**SOURCE EXCERPT**
============

On the contrary, we respectfully urge that the evidence discloses that the injury was due to the condition of the car, of which plaintiff was aware, and to the condition of the road just off the concrete pavement, of which the defendant was not aware; in other words, that the plaintiff assumed any risks attendant upon riding as the invited guest of the defendant.

It has been held that the operator of an automobile owes an invited guest no duty of prior inspection and that the guest takes the automobile and driver as he finds them. Marple v. Haddad (W.Va.), 138 S.E. 113. And again: "The host does not guarantee to the guest a sound automobile." Cleary v. Eckhart (Wis.), 210 N.W. 267. See, also, O'Shea v. Lavoy (Wis.),185 N.W. 525. *419

An automobile driver is not liable in the absence of negligence for injuries to a guest sustained in an accident due to a dangerous condition of the street, of which he had no previous knowledge. Jacobs v. Jacobs (La.), 74 So. 992. We do not believe that the appellant is basing this appeal upon a sound premise. His theory of the law evidently is that gross negligence must be proven before plaintiff may recover. This is not the majority rule of the law, nor is it the law in the State of Nevada. On the contrary, all plaintiff need to have proven was merely negligence, as is more particularly emphasized by the following authorities: 20 A.L.R. 1014; 42 C.J. 1055, par. 804.

Under the heading "Minority Rule" we find the following: "In some jurisdictions it is held that gross negligence must be shown in order to hold the owner or operator of an automobile liable for an injury to an invited guest. 20 A.L.R. 2018. The cases cited by counsel come under the minority rule.

In support of our contention that only ordinary, and not necessarily gross, negligence is required to be shown before the plaintiff may prevail in the case, we respectfully submit the following authorities: Ryan et al v. Snyder (Wyo.), 211 P. 482; Liston v. Reynolds, 223 P. 508; Rogers v. Price, 230 P. 1047; Perkins v. Galloway, 73 So. 956; Jacobs v. Jacobs, 74 So. 997; Fitzjarrell v. Boyd, 91 A. 547; Dickerson v. Connecticut Company et al., 118 A. 518.

============

**INFORMATION SUPPLIED**
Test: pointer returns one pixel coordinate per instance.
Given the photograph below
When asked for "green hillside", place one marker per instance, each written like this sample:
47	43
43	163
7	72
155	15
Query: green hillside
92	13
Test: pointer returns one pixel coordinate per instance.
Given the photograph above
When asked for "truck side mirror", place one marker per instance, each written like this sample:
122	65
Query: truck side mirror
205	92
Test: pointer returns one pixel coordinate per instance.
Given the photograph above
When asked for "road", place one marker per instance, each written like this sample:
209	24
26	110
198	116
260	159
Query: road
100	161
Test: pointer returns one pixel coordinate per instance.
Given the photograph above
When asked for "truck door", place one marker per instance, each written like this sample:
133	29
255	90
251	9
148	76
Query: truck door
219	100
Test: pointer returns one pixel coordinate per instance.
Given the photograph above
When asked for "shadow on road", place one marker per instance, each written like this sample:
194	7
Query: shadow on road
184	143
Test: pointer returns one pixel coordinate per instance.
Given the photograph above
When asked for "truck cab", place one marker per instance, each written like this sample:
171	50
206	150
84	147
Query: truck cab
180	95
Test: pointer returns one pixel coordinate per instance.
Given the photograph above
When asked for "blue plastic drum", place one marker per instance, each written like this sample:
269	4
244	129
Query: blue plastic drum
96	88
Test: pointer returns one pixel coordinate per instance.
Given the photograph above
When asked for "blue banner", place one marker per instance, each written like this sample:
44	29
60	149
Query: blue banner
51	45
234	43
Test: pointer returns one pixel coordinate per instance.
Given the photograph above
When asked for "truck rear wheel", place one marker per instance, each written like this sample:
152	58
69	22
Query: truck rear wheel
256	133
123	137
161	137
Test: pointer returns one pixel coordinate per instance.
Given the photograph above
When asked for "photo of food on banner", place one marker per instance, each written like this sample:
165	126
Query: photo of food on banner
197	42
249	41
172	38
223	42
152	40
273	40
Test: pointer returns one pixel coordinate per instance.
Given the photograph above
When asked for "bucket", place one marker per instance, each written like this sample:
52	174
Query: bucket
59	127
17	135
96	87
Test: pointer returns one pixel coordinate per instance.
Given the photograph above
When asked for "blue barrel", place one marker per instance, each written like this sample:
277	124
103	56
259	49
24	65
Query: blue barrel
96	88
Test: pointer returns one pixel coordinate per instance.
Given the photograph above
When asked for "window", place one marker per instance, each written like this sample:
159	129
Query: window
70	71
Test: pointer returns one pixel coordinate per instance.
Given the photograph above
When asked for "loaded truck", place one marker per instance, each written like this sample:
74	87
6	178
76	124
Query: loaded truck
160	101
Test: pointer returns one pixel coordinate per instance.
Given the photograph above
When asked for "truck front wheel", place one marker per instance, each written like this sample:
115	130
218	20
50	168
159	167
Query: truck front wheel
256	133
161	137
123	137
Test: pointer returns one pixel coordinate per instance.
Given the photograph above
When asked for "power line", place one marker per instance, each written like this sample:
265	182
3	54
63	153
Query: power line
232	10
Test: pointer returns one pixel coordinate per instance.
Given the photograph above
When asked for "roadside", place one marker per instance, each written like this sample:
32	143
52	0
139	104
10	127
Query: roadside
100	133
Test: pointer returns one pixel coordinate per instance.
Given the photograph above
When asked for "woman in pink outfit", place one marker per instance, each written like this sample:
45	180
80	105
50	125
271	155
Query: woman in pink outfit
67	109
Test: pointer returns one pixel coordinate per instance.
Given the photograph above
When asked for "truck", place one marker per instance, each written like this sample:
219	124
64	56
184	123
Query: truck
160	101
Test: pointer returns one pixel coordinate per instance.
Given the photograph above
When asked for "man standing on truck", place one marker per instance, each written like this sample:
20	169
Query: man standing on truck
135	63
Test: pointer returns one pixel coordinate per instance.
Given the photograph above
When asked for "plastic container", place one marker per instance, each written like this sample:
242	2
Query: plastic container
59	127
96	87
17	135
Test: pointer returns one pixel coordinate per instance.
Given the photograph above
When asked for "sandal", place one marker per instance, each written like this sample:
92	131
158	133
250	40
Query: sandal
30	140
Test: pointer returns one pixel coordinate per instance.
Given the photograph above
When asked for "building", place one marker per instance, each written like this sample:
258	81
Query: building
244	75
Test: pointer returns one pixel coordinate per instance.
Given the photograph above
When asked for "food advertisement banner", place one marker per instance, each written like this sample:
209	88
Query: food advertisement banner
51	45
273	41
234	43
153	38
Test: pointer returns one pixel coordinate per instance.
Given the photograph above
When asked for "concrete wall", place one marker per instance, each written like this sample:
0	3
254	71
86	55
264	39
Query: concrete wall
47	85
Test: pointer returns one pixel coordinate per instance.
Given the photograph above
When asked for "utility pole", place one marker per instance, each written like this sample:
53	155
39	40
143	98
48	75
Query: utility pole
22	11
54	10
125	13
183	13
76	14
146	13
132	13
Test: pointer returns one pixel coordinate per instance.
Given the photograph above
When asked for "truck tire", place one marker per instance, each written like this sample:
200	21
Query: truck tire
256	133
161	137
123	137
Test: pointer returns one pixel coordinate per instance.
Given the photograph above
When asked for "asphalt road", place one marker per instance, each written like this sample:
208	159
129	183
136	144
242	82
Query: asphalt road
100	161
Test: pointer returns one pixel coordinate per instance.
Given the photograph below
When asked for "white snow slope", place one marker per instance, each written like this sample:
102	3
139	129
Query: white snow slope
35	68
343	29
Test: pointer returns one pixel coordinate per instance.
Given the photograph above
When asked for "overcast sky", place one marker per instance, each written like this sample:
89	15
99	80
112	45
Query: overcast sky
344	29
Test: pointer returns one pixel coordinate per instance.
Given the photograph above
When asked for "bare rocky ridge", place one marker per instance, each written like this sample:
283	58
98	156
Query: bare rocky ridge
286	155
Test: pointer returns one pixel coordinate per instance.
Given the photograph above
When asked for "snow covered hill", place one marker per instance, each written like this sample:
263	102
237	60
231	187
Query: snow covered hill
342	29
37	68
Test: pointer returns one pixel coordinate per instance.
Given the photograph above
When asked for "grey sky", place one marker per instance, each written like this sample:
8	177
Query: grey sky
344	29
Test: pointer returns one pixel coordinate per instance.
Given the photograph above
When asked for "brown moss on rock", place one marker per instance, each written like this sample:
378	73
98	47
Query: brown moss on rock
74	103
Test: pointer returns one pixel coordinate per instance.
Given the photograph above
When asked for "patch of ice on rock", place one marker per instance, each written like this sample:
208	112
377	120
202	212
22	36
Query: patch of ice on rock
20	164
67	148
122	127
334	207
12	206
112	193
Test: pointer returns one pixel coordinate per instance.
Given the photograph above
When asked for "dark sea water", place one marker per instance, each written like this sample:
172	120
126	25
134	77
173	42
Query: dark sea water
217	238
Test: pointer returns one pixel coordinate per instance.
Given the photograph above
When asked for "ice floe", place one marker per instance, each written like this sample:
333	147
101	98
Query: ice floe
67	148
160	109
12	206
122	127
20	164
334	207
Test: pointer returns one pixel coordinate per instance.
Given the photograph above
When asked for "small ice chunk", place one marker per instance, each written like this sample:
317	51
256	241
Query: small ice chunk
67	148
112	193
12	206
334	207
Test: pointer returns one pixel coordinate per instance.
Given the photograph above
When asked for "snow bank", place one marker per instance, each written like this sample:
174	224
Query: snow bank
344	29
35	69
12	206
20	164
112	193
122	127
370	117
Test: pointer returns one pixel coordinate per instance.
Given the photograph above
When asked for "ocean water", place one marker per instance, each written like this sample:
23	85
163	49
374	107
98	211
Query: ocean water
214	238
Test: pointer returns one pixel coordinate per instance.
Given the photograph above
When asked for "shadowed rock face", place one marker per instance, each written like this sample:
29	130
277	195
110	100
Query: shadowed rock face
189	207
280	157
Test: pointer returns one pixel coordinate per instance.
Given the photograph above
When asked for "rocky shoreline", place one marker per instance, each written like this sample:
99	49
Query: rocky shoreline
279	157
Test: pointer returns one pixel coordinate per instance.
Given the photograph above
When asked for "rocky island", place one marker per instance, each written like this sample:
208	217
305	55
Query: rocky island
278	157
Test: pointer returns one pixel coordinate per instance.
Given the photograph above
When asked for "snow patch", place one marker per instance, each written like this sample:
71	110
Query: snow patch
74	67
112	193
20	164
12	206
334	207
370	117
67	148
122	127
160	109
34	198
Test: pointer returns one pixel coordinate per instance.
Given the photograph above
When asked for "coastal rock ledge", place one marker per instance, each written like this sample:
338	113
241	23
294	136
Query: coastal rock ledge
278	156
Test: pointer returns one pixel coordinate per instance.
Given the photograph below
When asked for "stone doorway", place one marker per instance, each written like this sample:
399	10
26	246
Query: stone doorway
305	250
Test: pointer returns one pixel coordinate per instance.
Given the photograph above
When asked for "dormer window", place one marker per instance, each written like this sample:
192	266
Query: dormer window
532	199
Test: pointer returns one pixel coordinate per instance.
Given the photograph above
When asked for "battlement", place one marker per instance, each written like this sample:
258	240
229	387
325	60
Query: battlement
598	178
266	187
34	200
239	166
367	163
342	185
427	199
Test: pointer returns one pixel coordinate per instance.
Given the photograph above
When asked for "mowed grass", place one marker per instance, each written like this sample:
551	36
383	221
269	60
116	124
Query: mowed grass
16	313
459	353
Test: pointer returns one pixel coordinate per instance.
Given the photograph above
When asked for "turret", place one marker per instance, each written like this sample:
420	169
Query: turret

============

**EXERCISE**
Carry on the legal brief about a host driver's liability to an injured automobile guest, starting right after its final sentence.

**TASK OUTPUT**
The only authority in the State of Nevada touching upon the matter of the duty which a driver owes to his guest supports the majority rule above stated. We have reference to the case of Nicora v. Cerveri, 49 Nev. 261, wherein this court held: "These circumstances tended to show that when the accident occurred, appellant was not exercising ordinary care in managing his automobile." A further examination of the case discloses that this court has unequivocally held that negligence alone *420 on the part of the driver is sufficient to warrant a judgment in favor of the guest.

The lower court, however, deemed the negligence of appellant to be gross, and we believe there is ample testimony to support this conclusion. Carlson v. Leonard, 200 P. 41.

OPINION
Plaintiffs brought this action to recover damages for injuries alleged to have been caused by reason of the careless and negligent driving of an automobile, by defendant, in which the plaintiff Mrs. Edith Thorne was riding as an invited guest of defendant. The defendant denied all allegations imputing negligence. The case was tried before the court without a jury. The court found that the defendant was grossly negligent in operating the automobile at the time of the accident as the result of which Mrs. Thorne sustained serious and permanent injuries, and entered judgment in her favor for $11,764.75. Defendant has appealed from the judgment and order denying his motion for a new trial.

The defendant is the son-in-law of the plaintiff Mrs. Thorne, having married her daughter since the accident. The accident occurred on December 11, 1927, on the state highway between Reno and Lawton Springs. The automobile was driven by defendant. He was traveling toward Reno, and when a short distance east of Lawton Springs passed an automobile going in the same direction. Immediately after passing the car defendant's automobile swerved to the right of the highway and back to the left and turned over. Mrs. Thorne was seriously injured.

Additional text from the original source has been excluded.